Format all of the data below as a JSON list of strings, one string per line, skipping blank lines and leaving out the pictures.

Records for this exercise >>

************

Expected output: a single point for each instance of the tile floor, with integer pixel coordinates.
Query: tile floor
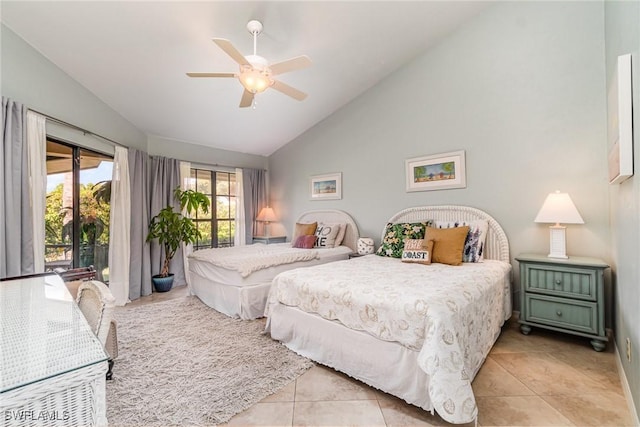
(544, 379)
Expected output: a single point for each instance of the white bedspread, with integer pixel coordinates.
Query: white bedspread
(247, 259)
(450, 315)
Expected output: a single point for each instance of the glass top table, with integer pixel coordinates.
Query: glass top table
(43, 333)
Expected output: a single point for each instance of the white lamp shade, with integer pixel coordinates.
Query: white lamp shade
(559, 208)
(267, 215)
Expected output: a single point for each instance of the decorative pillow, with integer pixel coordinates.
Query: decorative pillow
(447, 244)
(395, 234)
(305, 242)
(417, 250)
(474, 244)
(303, 230)
(326, 235)
(341, 233)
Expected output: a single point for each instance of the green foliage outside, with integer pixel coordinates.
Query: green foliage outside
(94, 218)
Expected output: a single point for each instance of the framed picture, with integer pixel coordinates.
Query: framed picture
(324, 187)
(620, 129)
(437, 172)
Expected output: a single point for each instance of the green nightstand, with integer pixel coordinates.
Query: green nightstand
(565, 295)
(269, 239)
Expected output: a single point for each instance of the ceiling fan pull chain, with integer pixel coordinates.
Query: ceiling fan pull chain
(255, 43)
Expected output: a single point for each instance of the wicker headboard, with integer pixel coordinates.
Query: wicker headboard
(334, 216)
(496, 245)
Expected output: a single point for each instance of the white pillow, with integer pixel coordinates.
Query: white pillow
(341, 233)
(474, 244)
(326, 235)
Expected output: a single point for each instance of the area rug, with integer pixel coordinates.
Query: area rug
(182, 363)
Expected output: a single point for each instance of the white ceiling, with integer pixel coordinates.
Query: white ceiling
(134, 56)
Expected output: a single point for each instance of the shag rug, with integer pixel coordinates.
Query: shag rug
(181, 362)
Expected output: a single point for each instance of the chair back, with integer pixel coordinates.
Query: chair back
(96, 303)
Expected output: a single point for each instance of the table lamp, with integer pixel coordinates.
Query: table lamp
(266, 215)
(558, 208)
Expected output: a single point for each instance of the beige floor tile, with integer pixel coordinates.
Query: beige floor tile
(518, 411)
(546, 375)
(338, 413)
(494, 380)
(601, 366)
(539, 340)
(322, 383)
(265, 414)
(398, 413)
(287, 394)
(601, 409)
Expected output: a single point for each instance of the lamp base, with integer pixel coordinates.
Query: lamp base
(557, 242)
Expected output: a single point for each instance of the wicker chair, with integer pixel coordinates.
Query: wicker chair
(96, 303)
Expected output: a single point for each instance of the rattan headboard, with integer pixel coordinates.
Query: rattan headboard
(334, 216)
(496, 244)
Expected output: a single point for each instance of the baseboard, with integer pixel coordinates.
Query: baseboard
(626, 388)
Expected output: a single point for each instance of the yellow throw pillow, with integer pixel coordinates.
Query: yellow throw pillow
(448, 244)
(303, 230)
(417, 250)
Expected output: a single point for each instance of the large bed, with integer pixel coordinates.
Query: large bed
(419, 332)
(242, 290)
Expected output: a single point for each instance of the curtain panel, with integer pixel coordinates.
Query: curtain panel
(16, 220)
(140, 258)
(37, 171)
(153, 179)
(119, 230)
(239, 238)
(255, 198)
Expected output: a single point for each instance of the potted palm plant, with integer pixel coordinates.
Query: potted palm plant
(171, 228)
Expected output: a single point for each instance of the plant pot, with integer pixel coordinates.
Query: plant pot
(162, 284)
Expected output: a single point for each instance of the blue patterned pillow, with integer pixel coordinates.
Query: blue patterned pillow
(474, 244)
(395, 234)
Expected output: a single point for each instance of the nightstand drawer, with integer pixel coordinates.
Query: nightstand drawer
(577, 315)
(561, 281)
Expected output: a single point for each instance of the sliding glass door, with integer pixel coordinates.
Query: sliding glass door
(77, 208)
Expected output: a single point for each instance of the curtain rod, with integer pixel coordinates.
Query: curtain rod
(103, 137)
(85, 131)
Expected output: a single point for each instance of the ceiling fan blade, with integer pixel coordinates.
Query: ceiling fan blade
(226, 45)
(211, 74)
(247, 99)
(288, 90)
(292, 64)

************

Answer for the task >>
[
  "Expected output: a single point for each instance of the tile floor, with integer pixel coordinates.",
  "Query: tile floor",
  "(544, 379)",
  "Expected output: a single point for each instance of the white bedspread, with integer pixel coordinates.",
  "Query: white bedspread",
  "(247, 259)",
  "(450, 315)",
  "Expected output: a single point for each instance of the glass top table, with integer pixel coordinates.",
  "Query: glass top table",
  "(43, 333)",
  "Expected output: a single point for each instance of the white lamp shade, with integer pixel coordinates.",
  "Query: white lamp shade",
  "(559, 208)",
  "(267, 215)",
  "Expected output: a single point for each instance of the decorative pillow, with integer pixel coordinates.",
  "Query: decorative pillow",
  "(447, 244)",
  "(395, 234)",
  "(305, 242)",
  "(417, 250)",
  "(474, 244)",
  "(303, 230)",
  "(326, 235)",
  "(341, 233)",
  "Expected output: a single point for each instance of the green foliage outside, with integer pixel coordinates.",
  "Query: green foliage outside",
  "(94, 218)",
  "Expected output: a single point for each instance of the framed picture, with integer pixel coordinates.",
  "Query: framed picture",
  "(324, 187)",
  "(620, 129)",
  "(437, 172)",
  "Expected output: a single point for each instance of the green nightstand, with integer pixel coordinates.",
  "Query: green nightstand",
  "(565, 295)",
  "(269, 239)",
  "Expected output: a single point for each instance of the ceiling fan pull chain, with integer pixel coordinates.",
  "Query: ceiling fan pull chain",
  "(255, 43)",
  "Expected output: a single point for each instance of the wicker headboard, with integer pixel coordinates.",
  "Query: wicker headboard",
  "(334, 216)",
  "(496, 245)",
  "Expected output: a single point for each instance of the white pillow, with integer pixel coordinates.",
  "Query: white pillow",
  "(341, 233)",
  "(474, 244)",
  "(326, 235)",
  "Expected output: a single point for each instance of the area rug, with integer pixel coordinates.",
  "Query: area rug",
  "(182, 363)",
  "Expected output: a single point for each instance of the white ceiling, with integer pixel coordinates.",
  "Query: white ceiling",
  "(134, 56)",
  "Expected output: a single point for each instance of the shag rug, with integer pixel coordinates.",
  "Query: shag rug",
  "(181, 362)",
  "Expected output: a single point for each instance of the chair back, with integer pixel coordinates.",
  "Query: chair back",
  "(96, 303)",
  "Expected output: a single point for each instance of the table lamp, with integer pixel coordinates.",
  "Query: table lamp",
  "(266, 215)",
  "(558, 208)",
  "Expected output: a single point for each instance of the beige floor tile, with integer pixel coordinates.",
  "Query: beige floor tile",
  "(518, 411)",
  "(546, 375)",
  "(338, 413)",
  "(494, 380)",
  "(601, 366)",
  "(539, 340)",
  "(322, 383)",
  "(265, 414)",
  "(398, 413)",
  "(287, 394)",
  "(601, 409)",
  "Expected output: a single point for each instance of the lamp base, with integer pixel coordinates.",
  "Query: lamp base",
  "(557, 242)",
  "Expected output: a single point for each instance of the wicker chair, with integer pixel coordinates.",
  "Query: wicker chair",
  "(96, 303)",
  "Expected output: a single point for each instance of the rattan headboard, with integer pixel coordinates.",
  "Query: rattan headboard",
  "(334, 216)",
  "(496, 244)",
  "Expected output: a single point for each instance of the baseboard, with integer pixel coordinates.",
  "Query: baseboard",
  "(626, 388)",
  "Expected output: a single point for each instance of the yellow throw pillow, with integer pixel coordinates.",
  "Query: yellow throw pillow",
  "(448, 244)",
  "(303, 230)",
  "(417, 250)",
  "Expected output: a single point for each instance of the large bed, with integer pixel coordinates.",
  "Query: large bed",
  "(419, 332)",
  "(242, 290)",
  "Expected output: a single point for each instance of the curtain panel, with integer pixel coordinates.",
  "Query: curtain panel",
  "(16, 220)",
  "(140, 258)",
  "(37, 171)",
  "(153, 179)",
  "(119, 230)",
  "(239, 238)",
  "(255, 198)",
  "Expected output: a single point for each instance of the potted palm plant, with integer pixel coordinates.",
  "Query: potted palm plant",
  "(171, 228)",
  "Expected output: a single point for each instance of the plant pot, with integer pixel coordinates.",
  "Query: plant pot",
  "(162, 284)",
  "Expected output: a single point for each instance of the blue patterned pillow, with integer pixel coordinates.",
  "Query: blue patterned pillow",
  "(474, 244)",
  "(395, 234)",
  "Expected output: a single point for each instance of the nightstand drawer, with integer pixel coordinates.",
  "Query: nightstand drawer",
  "(577, 315)",
  "(561, 281)",
  "Expected output: a single point for each instance of the sliding glass door, with integer pixel coordinates.",
  "Query: sliding glass door",
  "(77, 208)",
  "Expected output: a single point for each instance of the curtain rod, with integer pixel coordinates.",
  "Query: curtain rod",
  "(103, 137)",
  "(85, 131)",
  "Expected output: a single point for each instance of the ceiling fan blade, with integer pixel coordinates.",
  "Query: ceiling fan blade",
  "(226, 45)",
  "(211, 74)",
  "(247, 99)",
  "(288, 90)",
  "(292, 64)"
]